> Required task: Render the lines of the records between the one holding "Annotate the girl's" and the one holding "<point>369,19</point>", inclusive, as a Markdown table with the columns Index and Content. Give each nonblank line its own numbered row and leave out blank lines.

> Raw records:
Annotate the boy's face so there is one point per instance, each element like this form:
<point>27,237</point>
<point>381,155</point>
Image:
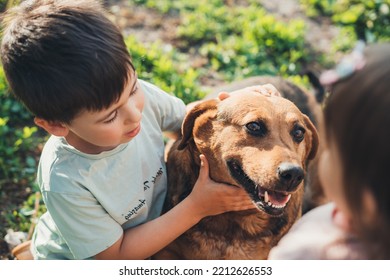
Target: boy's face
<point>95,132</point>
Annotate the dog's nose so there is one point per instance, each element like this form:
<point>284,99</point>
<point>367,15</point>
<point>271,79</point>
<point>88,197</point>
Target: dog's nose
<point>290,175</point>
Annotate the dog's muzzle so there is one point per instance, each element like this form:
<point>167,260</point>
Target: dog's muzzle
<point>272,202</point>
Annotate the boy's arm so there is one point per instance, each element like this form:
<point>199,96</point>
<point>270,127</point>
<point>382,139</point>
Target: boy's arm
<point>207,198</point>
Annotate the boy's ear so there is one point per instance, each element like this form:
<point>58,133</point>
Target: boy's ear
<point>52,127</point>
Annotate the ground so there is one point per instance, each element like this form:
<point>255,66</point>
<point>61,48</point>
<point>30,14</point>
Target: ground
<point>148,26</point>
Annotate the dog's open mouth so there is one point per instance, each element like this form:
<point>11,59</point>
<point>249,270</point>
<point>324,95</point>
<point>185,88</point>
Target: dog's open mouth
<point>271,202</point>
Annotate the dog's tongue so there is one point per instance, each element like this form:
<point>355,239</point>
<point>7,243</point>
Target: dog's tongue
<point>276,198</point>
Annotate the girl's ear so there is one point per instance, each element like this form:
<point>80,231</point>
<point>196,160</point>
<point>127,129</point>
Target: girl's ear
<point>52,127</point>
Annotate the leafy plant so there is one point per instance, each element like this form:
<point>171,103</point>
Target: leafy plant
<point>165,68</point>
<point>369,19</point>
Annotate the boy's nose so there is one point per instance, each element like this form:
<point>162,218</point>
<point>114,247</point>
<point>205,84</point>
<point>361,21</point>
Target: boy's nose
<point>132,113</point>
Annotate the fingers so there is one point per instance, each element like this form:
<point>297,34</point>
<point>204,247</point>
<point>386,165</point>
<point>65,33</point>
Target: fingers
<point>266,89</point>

> Problem solution:
| Index | Content |
|---|---|
| 1 | Annotate the girl's ear so there is one point per instance, each element like this form: |
| 2 | <point>80,231</point> |
| 3 | <point>196,160</point> |
| 4 | <point>127,129</point> |
| 5 | Target: girl's ear |
| 6 | <point>52,127</point> |
| 7 | Annotate the leafy plant so there is one point per instance, each element like this form: |
| 8 | <point>171,103</point> |
| 9 | Target: leafy plant |
| 10 | <point>165,68</point> |
| 11 | <point>369,19</point> |